======== MATERIALS PROVIDED

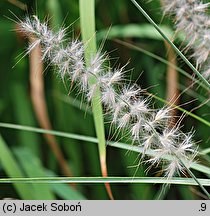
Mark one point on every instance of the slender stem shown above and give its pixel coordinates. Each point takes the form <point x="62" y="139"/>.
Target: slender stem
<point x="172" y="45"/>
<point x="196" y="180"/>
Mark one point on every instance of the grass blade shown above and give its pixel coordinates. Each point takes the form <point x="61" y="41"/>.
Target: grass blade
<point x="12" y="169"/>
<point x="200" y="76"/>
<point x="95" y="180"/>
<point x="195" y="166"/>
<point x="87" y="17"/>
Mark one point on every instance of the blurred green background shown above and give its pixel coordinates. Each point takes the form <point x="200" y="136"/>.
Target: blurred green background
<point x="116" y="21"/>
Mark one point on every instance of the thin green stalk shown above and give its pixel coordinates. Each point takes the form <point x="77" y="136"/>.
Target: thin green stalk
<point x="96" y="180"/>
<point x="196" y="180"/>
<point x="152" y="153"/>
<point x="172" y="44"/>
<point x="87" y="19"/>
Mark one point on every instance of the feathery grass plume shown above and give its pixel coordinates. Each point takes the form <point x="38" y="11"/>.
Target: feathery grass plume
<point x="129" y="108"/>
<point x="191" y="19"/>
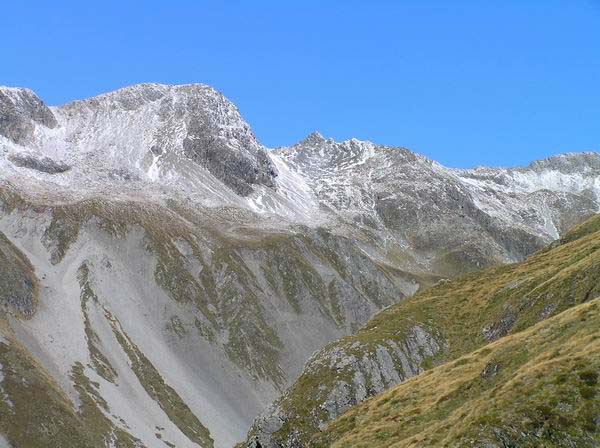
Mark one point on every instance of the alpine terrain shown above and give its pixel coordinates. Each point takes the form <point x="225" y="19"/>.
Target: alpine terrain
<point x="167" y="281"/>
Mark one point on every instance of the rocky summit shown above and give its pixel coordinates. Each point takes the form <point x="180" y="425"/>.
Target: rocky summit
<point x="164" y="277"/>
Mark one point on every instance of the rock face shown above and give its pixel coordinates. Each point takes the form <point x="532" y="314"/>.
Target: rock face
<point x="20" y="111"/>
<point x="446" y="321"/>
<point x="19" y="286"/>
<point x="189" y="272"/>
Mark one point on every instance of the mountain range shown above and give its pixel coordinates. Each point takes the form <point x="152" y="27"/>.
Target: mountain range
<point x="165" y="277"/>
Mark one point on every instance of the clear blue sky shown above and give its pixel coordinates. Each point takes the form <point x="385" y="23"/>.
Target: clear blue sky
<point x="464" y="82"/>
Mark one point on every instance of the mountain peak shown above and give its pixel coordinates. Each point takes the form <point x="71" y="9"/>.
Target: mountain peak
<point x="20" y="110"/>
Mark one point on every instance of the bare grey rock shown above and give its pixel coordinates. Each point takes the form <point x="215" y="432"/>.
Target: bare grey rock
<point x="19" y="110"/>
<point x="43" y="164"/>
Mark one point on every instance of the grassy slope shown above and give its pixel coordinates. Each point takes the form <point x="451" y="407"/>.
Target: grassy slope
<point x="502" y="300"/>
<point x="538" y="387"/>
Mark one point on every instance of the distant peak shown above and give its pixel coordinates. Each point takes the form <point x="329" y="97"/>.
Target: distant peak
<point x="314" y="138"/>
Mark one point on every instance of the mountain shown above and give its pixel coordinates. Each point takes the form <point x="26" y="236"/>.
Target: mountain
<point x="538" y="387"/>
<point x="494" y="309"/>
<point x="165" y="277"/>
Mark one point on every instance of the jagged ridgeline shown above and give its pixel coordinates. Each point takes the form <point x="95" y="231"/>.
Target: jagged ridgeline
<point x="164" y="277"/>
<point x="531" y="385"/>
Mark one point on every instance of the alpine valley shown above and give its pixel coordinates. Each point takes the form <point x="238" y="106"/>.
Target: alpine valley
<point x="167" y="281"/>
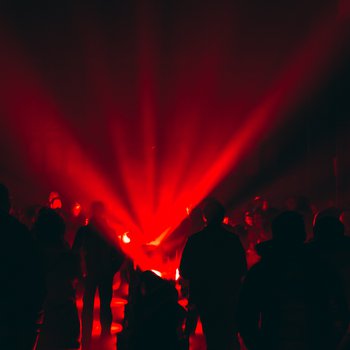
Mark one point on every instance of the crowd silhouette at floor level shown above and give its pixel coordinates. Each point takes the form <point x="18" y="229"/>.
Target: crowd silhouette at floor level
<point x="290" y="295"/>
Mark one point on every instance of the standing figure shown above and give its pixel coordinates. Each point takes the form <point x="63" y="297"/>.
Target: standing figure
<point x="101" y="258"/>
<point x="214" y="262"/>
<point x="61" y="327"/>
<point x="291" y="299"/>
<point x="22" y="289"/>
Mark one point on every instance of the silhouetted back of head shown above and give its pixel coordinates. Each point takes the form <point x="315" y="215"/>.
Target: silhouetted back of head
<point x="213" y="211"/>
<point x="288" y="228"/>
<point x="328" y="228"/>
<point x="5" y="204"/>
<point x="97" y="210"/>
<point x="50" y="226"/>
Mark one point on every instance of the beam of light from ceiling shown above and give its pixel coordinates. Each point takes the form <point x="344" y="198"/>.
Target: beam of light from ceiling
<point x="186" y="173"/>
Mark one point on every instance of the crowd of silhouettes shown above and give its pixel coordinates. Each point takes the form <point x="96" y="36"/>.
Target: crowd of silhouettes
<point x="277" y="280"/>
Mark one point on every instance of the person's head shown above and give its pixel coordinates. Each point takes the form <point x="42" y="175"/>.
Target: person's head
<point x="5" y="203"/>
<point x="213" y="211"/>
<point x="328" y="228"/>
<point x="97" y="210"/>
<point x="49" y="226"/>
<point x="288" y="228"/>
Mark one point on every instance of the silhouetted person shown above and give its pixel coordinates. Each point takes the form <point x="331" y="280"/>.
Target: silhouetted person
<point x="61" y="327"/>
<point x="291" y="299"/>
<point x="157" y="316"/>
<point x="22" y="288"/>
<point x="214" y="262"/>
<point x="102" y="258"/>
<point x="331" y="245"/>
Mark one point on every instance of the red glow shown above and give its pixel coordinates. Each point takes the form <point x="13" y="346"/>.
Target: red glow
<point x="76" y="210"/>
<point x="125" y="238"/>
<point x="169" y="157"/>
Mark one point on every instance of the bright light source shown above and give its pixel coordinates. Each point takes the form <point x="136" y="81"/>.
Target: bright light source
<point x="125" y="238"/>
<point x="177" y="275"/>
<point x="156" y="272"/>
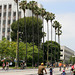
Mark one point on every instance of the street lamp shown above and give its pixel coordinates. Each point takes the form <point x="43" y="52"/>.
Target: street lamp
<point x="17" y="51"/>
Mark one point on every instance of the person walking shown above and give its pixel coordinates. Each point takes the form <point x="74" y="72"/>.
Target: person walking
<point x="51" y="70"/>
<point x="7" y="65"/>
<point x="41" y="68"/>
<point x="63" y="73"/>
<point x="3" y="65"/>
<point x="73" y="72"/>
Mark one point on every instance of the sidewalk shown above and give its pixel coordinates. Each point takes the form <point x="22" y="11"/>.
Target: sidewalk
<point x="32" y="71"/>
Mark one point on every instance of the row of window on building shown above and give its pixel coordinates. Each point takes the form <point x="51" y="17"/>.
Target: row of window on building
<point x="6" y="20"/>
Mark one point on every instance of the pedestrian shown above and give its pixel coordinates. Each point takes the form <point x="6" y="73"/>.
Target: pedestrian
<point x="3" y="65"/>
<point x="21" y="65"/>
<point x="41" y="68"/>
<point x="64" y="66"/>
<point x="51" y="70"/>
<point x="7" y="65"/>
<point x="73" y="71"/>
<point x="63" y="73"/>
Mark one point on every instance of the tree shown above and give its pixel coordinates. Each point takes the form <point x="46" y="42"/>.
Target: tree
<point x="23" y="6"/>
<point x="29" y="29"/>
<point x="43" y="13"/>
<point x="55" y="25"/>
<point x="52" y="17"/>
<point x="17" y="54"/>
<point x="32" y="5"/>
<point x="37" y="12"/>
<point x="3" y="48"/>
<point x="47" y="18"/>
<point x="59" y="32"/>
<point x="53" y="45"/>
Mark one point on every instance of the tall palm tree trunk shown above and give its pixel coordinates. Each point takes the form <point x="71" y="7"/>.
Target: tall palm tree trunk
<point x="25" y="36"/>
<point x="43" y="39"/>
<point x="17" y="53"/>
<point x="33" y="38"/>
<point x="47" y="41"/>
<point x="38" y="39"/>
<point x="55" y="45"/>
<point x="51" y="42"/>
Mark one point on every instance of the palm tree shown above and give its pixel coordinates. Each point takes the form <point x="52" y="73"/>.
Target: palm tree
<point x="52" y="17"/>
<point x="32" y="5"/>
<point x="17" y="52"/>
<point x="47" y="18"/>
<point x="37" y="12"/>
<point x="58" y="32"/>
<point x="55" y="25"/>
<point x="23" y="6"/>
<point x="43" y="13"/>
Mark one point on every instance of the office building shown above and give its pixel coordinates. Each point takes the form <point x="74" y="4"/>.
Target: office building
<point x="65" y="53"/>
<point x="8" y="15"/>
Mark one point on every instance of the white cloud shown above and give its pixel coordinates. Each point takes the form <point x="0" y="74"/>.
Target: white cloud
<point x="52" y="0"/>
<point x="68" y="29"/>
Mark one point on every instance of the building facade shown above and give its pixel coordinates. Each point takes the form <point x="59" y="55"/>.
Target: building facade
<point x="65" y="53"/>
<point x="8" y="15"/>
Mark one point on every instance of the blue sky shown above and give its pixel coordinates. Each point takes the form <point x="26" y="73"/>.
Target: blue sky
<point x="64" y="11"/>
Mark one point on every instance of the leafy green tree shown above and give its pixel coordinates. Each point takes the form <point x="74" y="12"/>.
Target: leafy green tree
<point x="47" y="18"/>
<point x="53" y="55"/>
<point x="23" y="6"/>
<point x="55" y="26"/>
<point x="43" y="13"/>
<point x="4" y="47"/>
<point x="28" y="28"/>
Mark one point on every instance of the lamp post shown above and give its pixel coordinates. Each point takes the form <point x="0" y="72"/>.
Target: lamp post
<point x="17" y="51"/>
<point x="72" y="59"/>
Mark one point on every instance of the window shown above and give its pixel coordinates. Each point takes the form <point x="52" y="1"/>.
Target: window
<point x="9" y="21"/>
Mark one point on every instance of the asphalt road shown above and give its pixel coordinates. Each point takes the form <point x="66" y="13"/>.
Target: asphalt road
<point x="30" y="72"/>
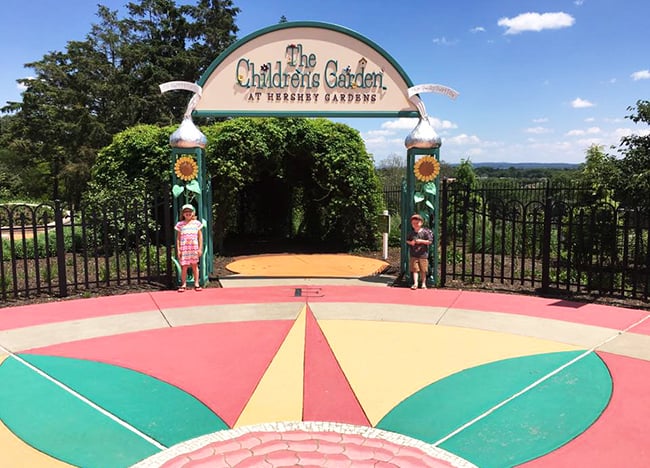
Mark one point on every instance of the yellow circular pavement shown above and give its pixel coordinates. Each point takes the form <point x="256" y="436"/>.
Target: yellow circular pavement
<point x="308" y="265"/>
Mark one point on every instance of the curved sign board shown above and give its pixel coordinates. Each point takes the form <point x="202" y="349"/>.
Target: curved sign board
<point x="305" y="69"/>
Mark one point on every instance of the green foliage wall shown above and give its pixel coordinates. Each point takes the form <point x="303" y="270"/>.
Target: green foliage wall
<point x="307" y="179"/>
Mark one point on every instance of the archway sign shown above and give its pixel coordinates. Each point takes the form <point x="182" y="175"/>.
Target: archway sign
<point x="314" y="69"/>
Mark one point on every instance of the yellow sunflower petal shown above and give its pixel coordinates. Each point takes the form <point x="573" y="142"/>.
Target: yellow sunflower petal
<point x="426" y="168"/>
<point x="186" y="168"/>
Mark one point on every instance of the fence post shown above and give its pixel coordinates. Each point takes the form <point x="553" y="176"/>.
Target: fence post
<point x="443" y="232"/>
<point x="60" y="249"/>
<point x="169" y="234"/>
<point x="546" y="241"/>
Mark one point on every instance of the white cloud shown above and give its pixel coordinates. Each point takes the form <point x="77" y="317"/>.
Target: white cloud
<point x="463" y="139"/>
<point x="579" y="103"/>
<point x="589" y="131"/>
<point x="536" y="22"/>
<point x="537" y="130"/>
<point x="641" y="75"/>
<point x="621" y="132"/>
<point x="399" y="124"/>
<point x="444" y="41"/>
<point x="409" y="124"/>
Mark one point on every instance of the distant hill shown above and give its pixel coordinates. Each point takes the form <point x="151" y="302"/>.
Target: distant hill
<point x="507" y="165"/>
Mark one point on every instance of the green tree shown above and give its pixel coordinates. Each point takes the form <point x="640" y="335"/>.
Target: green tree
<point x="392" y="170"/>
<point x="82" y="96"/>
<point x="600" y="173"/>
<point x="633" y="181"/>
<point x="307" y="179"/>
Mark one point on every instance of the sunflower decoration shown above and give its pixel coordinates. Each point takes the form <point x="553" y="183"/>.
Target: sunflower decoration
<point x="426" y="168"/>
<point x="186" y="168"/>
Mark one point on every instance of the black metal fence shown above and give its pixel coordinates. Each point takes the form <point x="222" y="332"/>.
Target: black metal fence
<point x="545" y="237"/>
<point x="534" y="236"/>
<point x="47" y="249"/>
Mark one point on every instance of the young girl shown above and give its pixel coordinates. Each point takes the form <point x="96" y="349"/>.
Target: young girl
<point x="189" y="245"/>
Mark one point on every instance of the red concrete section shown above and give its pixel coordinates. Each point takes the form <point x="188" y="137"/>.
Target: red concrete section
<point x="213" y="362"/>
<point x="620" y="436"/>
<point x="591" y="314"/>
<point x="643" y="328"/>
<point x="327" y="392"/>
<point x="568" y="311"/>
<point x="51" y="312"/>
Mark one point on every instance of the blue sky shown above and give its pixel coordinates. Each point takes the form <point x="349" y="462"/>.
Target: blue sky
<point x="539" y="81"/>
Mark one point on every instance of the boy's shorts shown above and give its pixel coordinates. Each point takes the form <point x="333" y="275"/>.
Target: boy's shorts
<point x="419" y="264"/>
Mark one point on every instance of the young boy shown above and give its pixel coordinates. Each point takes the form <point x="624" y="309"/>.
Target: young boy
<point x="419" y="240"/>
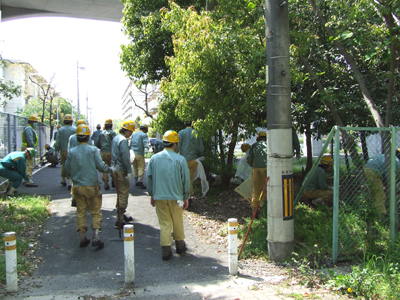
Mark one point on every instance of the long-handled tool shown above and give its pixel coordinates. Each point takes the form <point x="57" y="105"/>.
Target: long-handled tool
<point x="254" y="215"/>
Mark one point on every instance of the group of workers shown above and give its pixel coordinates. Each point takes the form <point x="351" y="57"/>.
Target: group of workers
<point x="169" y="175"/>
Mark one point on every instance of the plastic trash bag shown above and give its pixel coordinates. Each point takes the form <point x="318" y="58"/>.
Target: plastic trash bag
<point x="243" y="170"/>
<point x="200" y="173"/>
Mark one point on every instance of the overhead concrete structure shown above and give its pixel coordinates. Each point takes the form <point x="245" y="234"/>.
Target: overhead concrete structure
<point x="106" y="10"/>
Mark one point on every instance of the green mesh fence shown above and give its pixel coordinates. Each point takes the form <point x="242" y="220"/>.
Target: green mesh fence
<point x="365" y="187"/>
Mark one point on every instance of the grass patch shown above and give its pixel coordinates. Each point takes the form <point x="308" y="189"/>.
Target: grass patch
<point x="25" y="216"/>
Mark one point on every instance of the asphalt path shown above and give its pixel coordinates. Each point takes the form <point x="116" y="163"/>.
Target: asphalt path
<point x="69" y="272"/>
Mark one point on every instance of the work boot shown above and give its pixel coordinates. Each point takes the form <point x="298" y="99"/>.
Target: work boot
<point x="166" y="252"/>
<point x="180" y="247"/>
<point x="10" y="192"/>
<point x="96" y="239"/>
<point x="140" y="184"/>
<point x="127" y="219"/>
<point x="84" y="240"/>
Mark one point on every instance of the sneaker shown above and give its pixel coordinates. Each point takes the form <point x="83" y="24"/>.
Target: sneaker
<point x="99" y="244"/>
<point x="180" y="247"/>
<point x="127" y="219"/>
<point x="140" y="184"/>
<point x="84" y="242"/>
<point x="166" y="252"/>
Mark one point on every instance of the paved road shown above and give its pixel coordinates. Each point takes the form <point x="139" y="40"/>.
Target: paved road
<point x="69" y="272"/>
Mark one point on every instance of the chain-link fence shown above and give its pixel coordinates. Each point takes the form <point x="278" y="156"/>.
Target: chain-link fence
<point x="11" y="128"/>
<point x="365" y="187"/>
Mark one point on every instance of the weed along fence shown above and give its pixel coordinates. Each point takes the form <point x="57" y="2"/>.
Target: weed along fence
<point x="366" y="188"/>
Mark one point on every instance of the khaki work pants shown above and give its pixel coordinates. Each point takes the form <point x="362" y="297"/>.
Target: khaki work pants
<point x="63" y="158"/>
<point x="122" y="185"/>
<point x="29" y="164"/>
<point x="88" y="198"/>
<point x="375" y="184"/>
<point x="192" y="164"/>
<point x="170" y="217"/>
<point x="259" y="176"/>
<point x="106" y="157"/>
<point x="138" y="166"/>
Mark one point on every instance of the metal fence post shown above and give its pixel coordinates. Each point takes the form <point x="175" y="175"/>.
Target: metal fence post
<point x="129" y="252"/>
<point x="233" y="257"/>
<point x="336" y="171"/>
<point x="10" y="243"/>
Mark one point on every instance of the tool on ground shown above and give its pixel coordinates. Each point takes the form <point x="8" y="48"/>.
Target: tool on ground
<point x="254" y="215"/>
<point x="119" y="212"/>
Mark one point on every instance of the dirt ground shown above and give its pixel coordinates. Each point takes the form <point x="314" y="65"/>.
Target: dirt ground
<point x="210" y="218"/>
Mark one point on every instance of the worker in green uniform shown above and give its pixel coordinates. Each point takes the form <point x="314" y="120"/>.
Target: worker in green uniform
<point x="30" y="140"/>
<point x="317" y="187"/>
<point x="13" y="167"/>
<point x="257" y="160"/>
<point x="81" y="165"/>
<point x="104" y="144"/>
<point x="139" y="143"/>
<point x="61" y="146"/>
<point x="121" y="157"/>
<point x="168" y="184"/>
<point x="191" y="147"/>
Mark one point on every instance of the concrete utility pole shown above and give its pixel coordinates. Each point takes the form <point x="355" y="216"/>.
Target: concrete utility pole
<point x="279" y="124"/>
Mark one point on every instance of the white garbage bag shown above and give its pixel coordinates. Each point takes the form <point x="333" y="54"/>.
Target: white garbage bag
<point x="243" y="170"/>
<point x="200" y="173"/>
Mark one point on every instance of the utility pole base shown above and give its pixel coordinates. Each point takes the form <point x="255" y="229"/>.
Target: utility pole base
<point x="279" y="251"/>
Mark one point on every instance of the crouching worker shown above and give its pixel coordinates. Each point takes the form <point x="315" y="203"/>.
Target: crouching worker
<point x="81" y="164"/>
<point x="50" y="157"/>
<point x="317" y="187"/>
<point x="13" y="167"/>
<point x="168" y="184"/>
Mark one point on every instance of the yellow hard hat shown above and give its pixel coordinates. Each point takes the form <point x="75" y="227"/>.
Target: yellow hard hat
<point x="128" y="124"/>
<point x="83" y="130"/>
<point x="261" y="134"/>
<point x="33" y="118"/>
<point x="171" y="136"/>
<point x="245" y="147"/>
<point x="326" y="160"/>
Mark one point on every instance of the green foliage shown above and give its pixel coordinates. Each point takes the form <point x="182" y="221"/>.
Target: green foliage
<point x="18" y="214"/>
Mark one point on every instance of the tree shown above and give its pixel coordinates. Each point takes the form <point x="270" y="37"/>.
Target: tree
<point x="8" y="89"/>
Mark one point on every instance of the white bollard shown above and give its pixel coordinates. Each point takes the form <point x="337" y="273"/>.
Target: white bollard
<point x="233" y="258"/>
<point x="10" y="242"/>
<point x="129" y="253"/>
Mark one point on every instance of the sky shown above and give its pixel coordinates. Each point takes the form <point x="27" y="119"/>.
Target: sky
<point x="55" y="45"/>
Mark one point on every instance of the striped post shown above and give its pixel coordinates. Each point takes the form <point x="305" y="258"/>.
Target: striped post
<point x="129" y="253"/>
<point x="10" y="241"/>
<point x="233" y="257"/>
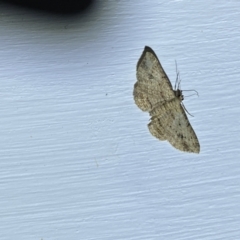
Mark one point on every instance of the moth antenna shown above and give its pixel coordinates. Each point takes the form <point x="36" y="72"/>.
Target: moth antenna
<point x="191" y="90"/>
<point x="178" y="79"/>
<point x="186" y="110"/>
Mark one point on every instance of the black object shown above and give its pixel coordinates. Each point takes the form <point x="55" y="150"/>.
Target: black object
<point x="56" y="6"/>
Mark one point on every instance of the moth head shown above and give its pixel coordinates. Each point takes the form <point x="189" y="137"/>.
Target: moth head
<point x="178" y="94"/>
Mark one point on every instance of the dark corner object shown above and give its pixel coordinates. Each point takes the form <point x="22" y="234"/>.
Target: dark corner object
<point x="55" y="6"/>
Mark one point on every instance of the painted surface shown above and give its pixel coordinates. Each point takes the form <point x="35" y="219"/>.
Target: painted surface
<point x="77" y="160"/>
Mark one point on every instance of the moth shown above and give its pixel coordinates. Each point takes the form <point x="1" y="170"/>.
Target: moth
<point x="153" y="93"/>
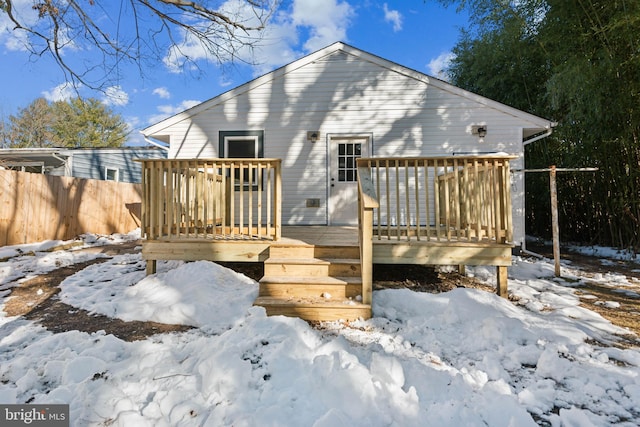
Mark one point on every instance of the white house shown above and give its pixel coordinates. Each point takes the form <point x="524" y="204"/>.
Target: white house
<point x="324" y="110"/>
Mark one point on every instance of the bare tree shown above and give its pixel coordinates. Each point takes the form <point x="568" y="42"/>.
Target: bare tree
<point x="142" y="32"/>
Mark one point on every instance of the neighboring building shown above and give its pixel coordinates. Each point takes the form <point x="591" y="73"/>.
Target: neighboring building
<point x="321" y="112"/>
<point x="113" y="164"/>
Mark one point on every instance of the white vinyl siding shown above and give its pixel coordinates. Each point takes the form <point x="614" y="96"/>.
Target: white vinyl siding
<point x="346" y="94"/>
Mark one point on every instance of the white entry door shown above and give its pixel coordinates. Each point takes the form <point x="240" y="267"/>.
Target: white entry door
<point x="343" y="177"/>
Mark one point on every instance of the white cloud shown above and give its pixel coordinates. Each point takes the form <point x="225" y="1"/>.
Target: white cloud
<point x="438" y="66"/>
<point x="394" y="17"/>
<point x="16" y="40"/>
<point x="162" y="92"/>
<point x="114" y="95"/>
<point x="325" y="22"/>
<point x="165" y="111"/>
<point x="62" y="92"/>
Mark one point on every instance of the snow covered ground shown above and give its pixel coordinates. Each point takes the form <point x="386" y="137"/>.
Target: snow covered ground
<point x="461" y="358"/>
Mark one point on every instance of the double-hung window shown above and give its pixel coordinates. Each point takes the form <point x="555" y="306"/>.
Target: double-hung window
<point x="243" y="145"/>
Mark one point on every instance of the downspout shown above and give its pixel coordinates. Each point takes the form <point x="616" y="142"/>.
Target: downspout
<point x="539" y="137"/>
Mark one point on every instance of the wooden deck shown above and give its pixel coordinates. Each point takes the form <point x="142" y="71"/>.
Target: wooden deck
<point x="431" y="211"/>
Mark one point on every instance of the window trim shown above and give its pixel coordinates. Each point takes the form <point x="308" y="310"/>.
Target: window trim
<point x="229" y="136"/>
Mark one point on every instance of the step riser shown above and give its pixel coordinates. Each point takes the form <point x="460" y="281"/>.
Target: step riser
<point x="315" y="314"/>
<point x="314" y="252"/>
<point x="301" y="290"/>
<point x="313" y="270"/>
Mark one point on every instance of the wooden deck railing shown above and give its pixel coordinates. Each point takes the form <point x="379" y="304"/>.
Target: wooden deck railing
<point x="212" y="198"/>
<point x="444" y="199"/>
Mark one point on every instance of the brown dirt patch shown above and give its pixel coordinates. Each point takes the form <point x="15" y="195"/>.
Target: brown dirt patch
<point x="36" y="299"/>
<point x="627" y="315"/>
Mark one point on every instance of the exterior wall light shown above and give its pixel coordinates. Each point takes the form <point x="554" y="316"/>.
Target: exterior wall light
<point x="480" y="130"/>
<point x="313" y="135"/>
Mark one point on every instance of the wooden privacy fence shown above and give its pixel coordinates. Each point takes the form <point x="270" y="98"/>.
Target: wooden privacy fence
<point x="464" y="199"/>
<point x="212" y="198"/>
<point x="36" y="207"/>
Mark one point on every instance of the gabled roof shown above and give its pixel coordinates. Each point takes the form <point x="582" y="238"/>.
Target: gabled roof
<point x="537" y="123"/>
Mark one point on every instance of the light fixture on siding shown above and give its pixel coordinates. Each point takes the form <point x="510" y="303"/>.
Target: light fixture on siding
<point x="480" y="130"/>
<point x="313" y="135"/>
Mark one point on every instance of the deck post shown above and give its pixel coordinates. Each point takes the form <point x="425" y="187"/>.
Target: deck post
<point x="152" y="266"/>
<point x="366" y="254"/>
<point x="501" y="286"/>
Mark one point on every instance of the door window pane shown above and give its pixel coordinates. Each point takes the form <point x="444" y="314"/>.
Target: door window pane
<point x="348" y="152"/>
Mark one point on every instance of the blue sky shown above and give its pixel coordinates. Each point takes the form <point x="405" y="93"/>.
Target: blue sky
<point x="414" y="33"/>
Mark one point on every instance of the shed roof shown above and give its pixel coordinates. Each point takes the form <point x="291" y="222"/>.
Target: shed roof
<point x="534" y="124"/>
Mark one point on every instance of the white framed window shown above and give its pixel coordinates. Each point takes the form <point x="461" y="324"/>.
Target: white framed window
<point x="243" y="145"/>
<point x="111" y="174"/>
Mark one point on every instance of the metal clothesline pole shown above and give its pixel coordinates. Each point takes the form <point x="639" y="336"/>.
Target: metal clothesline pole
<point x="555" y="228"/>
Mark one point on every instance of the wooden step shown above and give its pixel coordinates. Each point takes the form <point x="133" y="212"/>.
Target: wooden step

================

EXERCISE:
Copy out the lines starting at the one containing "Mark one point on every instance of the shed" and ending with the last line of the entries. Include nothing else.

EXERCISE ANSWER:
Mark one point on every instance of the shed roof shown above and give its pixel coordinates. Each point takes the form <point x="291" y="222"/>.
Target: shed roof
<point x="534" y="124"/>
Mark one point on every instance of the white framed window shown above and give its pixel coordinates. Each point takes the form <point x="461" y="324"/>.
Target: white framed window
<point x="243" y="145"/>
<point x="111" y="174"/>
Mark one point on every instance of the metal clothesline pole shown above and give its pixel coordinates. Each point takes the form <point x="639" y="336"/>.
Target: metal clothesline pole
<point x="555" y="228"/>
Mark one point on every instance of the wooden step shown above and give its pixel coordinates. Each point takes the form <point x="133" y="212"/>.
Target: wooden step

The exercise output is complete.